### TASK DESCRIPTION:
Pull out every line below that holds the word "segment".

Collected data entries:
......
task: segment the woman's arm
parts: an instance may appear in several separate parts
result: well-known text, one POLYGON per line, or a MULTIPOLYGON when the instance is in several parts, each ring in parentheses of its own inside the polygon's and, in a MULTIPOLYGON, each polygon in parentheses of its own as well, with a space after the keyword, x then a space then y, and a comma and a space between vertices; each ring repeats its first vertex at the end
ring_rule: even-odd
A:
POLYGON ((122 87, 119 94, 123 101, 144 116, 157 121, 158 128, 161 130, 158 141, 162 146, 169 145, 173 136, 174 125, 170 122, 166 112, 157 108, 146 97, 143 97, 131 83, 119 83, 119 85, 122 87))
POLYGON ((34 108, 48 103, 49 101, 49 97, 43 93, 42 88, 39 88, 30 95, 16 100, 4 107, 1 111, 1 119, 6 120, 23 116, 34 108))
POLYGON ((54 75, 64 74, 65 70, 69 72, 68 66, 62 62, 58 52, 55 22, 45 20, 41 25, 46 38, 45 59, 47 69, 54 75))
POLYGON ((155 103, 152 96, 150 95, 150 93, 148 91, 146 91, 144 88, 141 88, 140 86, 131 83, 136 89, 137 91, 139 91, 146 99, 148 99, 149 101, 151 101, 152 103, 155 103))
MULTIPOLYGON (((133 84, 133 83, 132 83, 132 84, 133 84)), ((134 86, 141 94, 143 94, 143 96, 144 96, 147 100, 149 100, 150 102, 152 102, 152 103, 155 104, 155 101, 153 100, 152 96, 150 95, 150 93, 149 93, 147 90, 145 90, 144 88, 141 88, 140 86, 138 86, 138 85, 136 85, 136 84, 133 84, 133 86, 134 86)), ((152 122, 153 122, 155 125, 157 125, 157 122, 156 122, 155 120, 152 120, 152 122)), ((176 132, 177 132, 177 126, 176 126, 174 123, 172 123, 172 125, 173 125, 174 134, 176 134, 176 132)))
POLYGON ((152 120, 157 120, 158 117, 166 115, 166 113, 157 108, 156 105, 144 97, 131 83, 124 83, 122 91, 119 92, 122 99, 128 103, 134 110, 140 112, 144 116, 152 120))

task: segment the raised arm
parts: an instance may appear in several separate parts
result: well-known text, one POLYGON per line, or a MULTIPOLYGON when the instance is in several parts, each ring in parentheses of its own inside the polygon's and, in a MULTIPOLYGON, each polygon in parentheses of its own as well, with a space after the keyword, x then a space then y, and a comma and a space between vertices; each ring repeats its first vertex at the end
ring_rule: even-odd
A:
......
### TASK ANSWER:
task: segment the woman's arm
task: segment the raised arm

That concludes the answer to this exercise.